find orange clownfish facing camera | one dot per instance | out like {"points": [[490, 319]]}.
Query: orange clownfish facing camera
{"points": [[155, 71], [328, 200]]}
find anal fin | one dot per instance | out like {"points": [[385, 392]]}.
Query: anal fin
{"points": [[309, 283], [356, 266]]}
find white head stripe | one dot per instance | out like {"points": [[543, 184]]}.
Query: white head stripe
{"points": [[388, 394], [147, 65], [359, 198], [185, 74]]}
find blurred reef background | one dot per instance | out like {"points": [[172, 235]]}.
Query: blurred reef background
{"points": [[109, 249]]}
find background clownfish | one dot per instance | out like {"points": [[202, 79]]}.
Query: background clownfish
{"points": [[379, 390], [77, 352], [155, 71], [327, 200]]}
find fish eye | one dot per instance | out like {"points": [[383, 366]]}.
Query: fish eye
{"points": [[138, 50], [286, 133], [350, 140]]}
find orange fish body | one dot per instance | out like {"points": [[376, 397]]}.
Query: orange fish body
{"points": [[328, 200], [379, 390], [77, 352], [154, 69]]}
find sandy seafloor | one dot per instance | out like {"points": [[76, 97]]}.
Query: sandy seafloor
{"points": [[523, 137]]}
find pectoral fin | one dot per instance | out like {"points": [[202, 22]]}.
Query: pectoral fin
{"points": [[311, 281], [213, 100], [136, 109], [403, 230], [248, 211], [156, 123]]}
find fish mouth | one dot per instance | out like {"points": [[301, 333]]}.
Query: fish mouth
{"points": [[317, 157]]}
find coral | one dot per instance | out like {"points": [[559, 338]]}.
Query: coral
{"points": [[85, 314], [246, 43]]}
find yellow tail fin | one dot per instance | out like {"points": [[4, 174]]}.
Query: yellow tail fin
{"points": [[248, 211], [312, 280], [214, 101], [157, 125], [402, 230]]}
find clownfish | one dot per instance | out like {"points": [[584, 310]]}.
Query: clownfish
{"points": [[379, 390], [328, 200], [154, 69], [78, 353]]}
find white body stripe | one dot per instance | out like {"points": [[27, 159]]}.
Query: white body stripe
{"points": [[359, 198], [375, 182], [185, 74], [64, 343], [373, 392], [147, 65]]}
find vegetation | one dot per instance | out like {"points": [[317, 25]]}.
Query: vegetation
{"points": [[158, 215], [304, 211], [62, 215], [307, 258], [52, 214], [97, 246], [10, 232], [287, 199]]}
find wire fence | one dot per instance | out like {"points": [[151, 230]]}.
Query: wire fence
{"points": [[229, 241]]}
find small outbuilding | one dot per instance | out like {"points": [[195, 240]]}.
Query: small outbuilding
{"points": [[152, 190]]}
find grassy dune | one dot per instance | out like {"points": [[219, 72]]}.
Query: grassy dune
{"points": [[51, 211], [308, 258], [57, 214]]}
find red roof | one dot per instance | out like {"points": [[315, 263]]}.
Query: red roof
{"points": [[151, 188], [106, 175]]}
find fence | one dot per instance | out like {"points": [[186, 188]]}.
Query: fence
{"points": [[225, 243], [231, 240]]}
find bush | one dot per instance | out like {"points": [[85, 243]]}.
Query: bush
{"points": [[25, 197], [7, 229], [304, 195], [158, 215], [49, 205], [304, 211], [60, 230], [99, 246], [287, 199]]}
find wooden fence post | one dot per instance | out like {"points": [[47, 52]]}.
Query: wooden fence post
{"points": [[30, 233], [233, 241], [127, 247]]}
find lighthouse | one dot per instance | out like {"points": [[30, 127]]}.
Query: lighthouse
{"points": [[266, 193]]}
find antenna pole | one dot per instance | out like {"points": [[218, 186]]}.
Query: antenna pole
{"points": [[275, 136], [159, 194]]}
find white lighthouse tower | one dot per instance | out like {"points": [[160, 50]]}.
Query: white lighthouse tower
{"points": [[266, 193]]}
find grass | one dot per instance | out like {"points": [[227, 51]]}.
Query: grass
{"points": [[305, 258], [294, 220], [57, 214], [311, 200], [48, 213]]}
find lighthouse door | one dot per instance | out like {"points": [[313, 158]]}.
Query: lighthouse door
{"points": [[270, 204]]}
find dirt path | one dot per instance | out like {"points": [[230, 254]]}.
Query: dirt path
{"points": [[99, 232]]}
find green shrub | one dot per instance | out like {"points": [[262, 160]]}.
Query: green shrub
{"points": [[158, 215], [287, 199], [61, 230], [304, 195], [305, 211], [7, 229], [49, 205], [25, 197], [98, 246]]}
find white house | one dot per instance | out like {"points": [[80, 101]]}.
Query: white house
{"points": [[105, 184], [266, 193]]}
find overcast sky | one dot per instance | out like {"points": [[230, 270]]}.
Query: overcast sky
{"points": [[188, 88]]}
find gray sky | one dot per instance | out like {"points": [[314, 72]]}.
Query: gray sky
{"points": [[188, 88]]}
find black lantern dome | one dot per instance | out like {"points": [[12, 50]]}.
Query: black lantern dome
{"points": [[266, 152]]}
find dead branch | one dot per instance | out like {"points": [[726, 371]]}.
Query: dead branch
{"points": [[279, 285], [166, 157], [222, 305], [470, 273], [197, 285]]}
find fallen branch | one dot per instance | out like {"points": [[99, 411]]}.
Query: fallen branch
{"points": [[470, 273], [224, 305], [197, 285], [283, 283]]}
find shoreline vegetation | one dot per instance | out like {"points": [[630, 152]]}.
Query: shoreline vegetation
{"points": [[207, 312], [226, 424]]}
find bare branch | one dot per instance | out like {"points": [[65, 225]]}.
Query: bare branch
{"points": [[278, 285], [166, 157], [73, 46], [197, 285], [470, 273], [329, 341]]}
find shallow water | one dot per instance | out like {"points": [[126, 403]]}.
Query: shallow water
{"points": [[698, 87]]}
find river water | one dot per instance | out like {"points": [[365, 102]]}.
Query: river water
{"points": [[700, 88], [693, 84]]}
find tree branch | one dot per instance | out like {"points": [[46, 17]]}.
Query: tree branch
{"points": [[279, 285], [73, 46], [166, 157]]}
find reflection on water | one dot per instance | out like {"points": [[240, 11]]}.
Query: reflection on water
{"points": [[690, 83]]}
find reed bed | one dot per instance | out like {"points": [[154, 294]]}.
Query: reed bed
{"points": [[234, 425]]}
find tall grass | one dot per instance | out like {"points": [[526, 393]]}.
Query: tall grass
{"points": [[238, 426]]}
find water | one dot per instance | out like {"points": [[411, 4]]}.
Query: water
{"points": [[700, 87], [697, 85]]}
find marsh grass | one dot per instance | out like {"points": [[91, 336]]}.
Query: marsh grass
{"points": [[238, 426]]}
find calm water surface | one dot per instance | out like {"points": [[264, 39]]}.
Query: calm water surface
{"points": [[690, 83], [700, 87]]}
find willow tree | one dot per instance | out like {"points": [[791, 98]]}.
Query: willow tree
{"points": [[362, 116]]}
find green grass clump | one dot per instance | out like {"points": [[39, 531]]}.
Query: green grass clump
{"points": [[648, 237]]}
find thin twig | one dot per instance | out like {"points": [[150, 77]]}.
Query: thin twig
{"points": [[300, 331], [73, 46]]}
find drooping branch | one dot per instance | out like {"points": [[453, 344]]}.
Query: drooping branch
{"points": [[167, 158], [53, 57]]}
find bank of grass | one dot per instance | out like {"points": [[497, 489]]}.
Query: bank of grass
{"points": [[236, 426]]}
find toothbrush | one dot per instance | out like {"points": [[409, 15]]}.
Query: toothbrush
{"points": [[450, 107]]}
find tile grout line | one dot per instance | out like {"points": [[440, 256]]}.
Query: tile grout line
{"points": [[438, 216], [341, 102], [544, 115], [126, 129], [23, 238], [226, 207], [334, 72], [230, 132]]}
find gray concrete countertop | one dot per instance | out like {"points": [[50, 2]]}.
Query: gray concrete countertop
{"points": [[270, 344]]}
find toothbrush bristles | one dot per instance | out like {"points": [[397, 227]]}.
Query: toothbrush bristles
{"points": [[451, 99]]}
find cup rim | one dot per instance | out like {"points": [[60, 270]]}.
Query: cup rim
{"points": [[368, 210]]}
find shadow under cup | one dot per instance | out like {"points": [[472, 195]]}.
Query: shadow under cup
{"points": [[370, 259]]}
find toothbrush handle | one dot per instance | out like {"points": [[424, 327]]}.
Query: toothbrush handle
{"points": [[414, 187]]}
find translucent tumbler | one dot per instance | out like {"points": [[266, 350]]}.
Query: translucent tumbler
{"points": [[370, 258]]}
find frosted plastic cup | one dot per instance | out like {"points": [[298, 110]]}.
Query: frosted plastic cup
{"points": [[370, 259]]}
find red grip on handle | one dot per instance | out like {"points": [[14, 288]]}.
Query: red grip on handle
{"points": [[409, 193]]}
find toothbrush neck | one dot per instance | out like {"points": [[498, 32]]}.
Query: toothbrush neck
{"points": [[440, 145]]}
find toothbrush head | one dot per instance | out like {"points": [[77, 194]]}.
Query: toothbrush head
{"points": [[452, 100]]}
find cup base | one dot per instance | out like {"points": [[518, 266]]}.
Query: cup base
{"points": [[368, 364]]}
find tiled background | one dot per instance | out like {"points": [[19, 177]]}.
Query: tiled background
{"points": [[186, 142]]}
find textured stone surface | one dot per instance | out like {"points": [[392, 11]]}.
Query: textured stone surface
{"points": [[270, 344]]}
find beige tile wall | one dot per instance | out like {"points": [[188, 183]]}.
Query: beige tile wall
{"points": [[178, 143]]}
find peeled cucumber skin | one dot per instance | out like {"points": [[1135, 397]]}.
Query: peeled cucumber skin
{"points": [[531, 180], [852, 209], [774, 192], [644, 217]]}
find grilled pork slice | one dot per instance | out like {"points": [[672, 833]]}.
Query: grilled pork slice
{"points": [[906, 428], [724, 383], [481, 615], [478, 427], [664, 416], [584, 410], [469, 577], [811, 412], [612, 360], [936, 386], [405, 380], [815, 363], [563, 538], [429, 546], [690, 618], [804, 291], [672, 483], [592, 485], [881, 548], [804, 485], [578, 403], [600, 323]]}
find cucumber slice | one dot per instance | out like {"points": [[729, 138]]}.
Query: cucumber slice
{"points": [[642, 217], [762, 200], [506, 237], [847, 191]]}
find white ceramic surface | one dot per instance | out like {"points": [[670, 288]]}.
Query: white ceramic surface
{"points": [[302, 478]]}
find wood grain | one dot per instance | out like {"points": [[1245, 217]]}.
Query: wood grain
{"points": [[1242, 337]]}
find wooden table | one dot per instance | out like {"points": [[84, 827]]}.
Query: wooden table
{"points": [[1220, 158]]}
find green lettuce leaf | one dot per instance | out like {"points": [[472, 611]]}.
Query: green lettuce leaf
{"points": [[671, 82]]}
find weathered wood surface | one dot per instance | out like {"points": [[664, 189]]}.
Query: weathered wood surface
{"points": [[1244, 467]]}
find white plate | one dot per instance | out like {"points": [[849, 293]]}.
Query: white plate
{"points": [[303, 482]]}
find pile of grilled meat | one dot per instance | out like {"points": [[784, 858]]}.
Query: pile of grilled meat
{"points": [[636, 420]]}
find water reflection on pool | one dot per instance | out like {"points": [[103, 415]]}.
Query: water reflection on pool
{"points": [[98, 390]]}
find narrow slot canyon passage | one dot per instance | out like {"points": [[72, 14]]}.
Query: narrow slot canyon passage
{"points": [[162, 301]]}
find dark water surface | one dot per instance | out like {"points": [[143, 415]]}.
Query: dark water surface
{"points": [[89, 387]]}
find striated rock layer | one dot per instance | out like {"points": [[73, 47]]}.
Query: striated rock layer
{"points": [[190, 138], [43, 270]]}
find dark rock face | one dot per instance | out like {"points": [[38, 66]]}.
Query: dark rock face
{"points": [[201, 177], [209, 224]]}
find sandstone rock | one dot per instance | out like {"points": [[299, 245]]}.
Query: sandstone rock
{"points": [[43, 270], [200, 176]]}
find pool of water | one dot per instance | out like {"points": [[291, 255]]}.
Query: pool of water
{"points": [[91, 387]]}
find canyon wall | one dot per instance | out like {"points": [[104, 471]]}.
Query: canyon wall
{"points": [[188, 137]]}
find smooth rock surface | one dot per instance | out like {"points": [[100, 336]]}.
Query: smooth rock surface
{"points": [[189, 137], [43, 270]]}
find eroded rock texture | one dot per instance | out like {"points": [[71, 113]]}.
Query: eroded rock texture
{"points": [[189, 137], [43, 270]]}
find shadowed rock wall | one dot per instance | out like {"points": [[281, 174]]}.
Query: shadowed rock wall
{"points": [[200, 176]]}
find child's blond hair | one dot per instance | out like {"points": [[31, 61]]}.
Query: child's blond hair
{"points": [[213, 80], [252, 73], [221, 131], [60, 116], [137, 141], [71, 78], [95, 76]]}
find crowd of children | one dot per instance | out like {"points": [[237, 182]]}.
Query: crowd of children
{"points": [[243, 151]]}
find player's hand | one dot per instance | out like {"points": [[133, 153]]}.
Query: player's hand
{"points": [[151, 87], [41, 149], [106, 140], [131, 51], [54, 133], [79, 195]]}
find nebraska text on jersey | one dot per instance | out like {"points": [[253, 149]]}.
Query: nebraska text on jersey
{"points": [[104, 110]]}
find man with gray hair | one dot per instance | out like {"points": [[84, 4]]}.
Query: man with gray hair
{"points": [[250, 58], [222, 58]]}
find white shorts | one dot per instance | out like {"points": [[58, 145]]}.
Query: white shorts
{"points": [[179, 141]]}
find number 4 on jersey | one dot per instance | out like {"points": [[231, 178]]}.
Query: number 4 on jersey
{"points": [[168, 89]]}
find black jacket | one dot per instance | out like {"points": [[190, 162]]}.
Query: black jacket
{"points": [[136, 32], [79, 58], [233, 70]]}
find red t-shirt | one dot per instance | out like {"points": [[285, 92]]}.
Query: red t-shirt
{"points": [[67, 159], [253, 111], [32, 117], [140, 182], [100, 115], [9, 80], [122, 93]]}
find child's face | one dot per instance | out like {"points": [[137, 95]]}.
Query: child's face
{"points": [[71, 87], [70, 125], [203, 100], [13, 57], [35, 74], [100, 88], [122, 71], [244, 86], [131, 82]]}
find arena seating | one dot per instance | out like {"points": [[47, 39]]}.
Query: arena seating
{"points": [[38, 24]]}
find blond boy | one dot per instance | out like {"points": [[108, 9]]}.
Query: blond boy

=-=-=

Take the lines above from the one holding "find player's hand" to the last and output them exactly.

• [CORRECT RESPONSE]:
find player's hand | one dot per instance | out like {"points": [[133, 153]]}.
Query: player's hand
{"points": [[151, 87], [41, 149], [106, 140], [131, 51], [54, 133], [79, 195]]}
find nebraska text on jersey | one dot per instance | out like {"points": [[253, 149]]}.
Query: nebraska text on jersey
{"points": [[104, 110]]}
find man with gray hair | one dot per instance | out like {"points": [[84, 4]]}.
Query: man with gray hair
{"points": [[250, 58], [222, 58]]}
find white shorts | one dot per instance | out like {"points": [[58, 145]]}.
Query: white shorts
{"points": [[179, 141]]}
find number 4 on jersey | one dot per instance | out like {"points": [[231, 178]]}.
Query: number 4 on jersey
{"points": [[168, 89]]}
find black jacket | one dot per instance | out like {"points": [[190, 162]]}.
Query: black jacket
{"points": [[136, 32], [79, 58], [233, 70]]}
find red t-shirt | one dot per instance | out like {"points": [[285, 92]]}.
Query: red t-shirt
{"points": [[67, 159], [253, 111], [32, 117], [140, 182], [100, 115], [9, 80], [122, 93]]}
find child's face | one dot per instance | out like {"points": [[137, 95]]}.
Query: child's face
{"points": [[71, 87], [70, 125], [203, 100], [13, 57], [35, 74], [100, 88], [122, 71], [244, 86], [131, 82]]}
find arena seating | one dot per instance | out like {"points": [[47, 39]]}.
Query: arena seating
{"points": [[38, 24]]}
find blond boy | one dot per instance | out like {"points": [[108, 9]]}.
Query: blond boy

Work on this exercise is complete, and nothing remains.